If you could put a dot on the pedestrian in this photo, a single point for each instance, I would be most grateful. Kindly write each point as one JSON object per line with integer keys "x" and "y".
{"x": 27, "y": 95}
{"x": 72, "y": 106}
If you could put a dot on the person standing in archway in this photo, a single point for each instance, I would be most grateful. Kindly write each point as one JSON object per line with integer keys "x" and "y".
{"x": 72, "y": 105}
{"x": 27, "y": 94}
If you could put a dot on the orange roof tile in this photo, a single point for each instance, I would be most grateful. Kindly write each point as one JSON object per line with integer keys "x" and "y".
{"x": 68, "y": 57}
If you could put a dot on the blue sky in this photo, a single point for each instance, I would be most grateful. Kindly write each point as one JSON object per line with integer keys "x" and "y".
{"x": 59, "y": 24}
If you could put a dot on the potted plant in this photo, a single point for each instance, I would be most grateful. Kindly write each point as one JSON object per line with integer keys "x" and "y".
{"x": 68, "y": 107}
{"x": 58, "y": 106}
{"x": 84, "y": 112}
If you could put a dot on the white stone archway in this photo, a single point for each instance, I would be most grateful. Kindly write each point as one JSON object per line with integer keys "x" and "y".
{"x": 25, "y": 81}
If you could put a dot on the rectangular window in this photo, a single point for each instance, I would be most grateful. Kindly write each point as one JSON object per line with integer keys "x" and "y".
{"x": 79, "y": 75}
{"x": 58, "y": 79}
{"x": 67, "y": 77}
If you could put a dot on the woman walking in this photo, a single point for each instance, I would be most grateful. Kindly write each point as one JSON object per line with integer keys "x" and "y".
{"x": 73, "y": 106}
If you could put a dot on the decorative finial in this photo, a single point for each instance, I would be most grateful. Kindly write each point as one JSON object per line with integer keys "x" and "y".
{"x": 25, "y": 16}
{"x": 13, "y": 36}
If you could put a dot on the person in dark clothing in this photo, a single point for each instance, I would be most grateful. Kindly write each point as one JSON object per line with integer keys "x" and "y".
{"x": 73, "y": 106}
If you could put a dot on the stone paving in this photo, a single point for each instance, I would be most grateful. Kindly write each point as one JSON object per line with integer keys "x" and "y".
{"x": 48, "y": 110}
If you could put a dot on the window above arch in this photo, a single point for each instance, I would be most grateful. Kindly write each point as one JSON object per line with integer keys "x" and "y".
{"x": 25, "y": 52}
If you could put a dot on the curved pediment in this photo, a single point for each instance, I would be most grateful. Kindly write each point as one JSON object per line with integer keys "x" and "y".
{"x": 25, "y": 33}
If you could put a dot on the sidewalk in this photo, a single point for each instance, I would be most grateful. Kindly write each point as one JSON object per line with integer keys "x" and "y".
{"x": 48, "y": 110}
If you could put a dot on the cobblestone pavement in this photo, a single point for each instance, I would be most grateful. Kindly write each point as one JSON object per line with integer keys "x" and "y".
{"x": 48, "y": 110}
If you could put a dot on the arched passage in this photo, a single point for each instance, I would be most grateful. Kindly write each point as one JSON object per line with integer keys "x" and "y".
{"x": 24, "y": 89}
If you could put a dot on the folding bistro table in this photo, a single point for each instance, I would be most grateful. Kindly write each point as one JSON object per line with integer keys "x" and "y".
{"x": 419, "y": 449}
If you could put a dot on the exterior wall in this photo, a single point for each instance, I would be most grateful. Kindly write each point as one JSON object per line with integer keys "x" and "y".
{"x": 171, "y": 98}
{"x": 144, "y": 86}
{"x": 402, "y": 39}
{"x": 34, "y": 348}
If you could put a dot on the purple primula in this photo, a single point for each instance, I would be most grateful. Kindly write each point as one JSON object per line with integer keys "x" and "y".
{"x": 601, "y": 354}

○ ○ ○

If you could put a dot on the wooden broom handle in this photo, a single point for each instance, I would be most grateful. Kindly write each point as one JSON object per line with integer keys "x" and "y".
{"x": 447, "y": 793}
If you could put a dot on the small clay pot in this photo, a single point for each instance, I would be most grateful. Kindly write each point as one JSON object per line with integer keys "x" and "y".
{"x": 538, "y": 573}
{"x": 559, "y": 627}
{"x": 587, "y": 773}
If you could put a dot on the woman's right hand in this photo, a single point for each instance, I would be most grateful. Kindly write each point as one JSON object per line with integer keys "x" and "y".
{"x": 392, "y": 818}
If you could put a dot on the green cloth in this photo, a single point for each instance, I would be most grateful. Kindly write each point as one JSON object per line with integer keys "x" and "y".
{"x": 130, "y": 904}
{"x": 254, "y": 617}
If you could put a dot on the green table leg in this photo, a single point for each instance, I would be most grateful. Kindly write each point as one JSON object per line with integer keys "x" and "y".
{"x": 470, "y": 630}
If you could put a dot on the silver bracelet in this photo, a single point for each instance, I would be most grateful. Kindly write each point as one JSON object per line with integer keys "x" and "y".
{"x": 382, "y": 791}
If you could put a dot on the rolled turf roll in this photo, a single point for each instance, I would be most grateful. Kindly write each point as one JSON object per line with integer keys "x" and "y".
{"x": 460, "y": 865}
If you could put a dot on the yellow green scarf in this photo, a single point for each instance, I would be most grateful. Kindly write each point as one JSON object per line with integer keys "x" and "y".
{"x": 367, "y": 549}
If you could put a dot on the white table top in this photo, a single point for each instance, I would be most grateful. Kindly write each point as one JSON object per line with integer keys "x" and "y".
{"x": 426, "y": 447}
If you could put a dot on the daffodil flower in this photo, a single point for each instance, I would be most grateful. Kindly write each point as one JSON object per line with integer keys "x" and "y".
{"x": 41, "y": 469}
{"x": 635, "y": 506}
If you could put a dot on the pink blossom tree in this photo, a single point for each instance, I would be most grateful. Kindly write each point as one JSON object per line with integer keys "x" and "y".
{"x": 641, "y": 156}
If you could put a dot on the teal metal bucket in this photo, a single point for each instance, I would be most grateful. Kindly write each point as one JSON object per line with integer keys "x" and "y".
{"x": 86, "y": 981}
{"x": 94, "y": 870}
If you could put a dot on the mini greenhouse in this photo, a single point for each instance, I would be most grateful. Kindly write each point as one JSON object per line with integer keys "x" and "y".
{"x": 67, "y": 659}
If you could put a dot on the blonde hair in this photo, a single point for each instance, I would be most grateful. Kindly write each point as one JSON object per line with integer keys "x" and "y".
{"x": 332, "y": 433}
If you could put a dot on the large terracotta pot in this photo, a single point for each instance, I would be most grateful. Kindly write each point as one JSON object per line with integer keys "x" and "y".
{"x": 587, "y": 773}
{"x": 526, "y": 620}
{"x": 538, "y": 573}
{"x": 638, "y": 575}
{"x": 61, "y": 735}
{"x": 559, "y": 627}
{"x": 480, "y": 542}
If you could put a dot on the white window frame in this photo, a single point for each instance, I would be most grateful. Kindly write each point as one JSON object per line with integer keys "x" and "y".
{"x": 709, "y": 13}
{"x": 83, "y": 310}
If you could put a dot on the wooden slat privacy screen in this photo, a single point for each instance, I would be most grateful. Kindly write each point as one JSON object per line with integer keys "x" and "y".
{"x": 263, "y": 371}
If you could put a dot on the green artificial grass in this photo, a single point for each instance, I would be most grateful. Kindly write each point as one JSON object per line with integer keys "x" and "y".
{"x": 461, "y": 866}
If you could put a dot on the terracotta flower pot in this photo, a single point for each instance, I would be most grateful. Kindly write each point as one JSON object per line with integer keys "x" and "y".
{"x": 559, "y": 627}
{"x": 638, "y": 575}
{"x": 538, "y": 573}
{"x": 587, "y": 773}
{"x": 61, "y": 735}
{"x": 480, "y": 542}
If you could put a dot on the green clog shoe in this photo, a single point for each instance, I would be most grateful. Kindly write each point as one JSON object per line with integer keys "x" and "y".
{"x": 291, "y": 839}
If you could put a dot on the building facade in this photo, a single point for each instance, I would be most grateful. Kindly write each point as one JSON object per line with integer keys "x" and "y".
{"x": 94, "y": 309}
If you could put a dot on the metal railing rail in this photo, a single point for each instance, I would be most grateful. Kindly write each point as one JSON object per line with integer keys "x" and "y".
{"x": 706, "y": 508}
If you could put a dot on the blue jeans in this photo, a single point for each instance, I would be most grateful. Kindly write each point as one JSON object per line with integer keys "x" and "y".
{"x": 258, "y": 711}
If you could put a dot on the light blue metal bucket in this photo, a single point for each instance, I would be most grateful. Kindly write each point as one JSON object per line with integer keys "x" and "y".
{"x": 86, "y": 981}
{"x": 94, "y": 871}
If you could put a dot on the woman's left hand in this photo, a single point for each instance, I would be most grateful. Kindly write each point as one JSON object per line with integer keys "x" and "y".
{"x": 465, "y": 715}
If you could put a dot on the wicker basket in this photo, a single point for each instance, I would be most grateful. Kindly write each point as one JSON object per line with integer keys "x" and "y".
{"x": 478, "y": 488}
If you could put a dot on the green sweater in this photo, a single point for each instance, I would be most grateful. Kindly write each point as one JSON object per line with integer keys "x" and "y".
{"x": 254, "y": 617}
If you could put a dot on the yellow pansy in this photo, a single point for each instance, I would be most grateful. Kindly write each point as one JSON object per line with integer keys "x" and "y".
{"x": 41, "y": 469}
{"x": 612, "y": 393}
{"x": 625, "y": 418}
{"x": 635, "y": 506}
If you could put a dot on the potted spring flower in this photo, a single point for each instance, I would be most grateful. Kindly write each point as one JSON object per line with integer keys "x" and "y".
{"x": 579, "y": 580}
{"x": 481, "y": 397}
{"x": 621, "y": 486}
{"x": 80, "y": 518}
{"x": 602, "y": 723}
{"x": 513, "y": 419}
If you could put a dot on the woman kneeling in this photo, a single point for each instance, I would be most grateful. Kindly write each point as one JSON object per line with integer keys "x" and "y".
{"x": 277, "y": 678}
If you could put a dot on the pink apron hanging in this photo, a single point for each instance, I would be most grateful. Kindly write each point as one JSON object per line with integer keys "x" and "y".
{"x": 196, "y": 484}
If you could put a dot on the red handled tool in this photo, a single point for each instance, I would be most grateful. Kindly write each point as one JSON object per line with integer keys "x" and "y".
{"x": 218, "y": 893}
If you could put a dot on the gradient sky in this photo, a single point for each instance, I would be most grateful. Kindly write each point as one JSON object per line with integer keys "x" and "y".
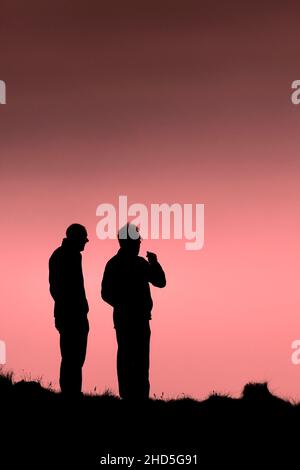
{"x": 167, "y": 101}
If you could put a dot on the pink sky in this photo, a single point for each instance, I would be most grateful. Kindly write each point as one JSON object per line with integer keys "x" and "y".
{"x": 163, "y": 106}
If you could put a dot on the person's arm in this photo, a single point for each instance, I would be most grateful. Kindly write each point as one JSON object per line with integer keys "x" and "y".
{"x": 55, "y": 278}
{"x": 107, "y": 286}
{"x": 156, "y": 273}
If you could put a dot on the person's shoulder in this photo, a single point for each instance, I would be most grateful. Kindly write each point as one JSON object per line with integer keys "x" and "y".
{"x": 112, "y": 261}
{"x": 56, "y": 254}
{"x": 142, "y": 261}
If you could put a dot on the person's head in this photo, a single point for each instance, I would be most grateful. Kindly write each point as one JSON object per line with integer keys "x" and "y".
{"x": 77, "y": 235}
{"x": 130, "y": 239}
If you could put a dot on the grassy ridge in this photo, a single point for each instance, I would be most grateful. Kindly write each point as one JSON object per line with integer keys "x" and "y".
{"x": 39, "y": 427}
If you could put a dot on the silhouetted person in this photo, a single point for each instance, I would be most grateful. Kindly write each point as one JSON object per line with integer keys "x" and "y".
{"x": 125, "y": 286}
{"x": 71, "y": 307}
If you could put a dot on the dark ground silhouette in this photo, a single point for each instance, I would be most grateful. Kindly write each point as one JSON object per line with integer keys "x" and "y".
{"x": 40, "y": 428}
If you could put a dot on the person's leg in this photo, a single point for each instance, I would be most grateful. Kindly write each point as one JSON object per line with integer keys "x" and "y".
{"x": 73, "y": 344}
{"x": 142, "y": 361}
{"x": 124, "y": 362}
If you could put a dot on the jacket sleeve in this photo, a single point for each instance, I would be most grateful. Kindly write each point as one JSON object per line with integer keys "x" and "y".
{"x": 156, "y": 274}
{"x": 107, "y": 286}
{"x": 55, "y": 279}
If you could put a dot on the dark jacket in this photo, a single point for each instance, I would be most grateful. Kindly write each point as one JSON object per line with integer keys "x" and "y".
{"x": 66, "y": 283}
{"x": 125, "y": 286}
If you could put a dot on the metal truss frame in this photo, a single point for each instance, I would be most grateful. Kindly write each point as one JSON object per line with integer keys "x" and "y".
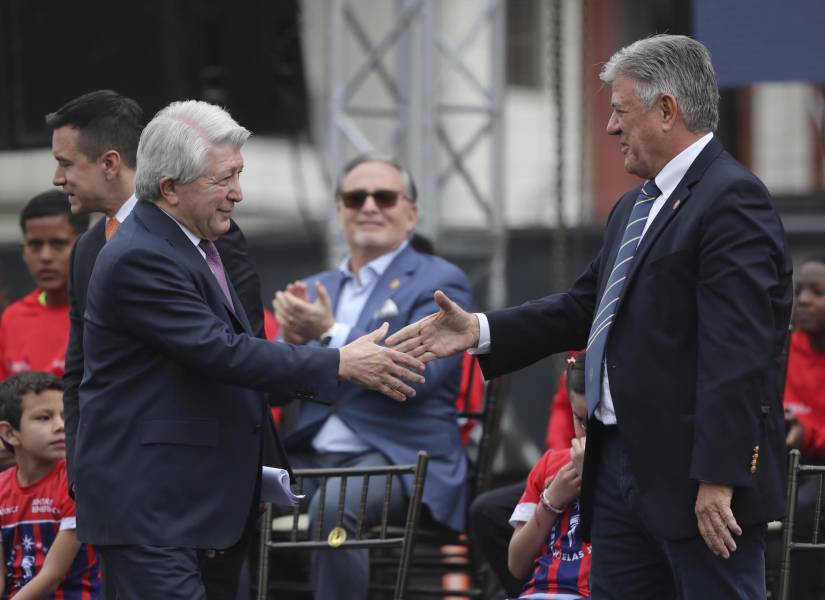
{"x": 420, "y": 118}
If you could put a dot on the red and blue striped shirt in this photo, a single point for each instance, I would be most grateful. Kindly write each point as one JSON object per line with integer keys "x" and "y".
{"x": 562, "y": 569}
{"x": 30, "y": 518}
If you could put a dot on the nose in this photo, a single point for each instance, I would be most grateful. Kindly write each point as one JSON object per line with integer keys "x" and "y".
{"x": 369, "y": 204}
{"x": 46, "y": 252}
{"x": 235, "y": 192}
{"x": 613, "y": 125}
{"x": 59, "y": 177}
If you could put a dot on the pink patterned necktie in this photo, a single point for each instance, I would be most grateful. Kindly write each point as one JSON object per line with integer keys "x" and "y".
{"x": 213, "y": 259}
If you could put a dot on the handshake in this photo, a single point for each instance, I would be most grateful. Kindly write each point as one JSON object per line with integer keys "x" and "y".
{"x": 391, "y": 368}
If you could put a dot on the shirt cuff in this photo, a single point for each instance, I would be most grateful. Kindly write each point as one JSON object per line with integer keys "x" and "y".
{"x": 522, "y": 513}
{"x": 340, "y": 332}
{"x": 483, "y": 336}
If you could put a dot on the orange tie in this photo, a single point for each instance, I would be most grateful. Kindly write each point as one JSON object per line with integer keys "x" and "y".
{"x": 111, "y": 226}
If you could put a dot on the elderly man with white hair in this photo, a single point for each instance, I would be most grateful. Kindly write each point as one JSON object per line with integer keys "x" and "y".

○ ○ ○

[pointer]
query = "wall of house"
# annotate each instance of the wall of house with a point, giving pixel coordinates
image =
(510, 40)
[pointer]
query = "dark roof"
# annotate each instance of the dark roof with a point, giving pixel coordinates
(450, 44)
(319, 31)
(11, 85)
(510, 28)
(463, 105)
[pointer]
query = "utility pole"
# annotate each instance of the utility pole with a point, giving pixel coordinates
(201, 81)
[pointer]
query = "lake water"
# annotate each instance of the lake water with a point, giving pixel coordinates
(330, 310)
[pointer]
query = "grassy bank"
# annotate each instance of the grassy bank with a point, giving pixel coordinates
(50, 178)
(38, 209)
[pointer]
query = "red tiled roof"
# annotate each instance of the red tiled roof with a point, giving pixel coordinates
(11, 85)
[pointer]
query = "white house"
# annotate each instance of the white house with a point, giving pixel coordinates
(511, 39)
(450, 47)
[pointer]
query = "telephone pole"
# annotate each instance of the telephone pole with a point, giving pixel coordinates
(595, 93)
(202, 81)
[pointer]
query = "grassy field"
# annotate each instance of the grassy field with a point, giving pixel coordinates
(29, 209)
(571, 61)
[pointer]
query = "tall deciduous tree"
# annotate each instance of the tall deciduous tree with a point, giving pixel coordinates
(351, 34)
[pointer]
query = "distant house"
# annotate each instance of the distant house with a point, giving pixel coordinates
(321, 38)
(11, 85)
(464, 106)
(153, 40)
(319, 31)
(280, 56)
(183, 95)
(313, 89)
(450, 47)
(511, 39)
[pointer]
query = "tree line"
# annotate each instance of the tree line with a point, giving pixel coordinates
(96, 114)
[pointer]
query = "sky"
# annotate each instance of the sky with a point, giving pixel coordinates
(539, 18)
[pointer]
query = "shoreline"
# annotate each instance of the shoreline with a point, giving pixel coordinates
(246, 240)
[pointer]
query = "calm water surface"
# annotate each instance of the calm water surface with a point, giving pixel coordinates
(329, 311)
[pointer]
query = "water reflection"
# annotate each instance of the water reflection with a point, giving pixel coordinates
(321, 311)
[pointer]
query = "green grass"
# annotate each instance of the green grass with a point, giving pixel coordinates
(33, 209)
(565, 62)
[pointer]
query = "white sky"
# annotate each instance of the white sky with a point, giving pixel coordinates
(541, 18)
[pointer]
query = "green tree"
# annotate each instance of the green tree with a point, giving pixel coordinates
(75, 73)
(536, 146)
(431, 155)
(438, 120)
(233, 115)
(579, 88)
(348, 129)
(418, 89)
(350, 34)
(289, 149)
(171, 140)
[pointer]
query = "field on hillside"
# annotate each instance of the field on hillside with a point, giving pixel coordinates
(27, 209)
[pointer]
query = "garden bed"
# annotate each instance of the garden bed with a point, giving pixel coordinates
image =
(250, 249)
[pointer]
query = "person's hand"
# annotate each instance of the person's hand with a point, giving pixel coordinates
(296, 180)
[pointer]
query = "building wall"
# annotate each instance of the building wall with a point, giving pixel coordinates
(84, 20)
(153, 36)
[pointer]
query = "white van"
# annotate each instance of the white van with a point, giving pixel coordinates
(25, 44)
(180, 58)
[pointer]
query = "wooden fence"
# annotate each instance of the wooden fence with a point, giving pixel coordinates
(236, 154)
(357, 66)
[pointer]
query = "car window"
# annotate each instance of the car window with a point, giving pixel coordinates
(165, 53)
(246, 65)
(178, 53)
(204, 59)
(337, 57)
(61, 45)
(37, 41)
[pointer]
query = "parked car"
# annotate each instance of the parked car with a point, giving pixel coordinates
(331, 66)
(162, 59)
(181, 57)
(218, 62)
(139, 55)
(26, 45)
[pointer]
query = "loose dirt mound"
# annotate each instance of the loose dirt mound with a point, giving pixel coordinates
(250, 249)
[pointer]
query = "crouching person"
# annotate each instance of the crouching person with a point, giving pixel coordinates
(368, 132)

○ ○ ○

Instructions to follow: Tell how many lines in the data hold the string "garden". Only the number is wanted.

Task response: 2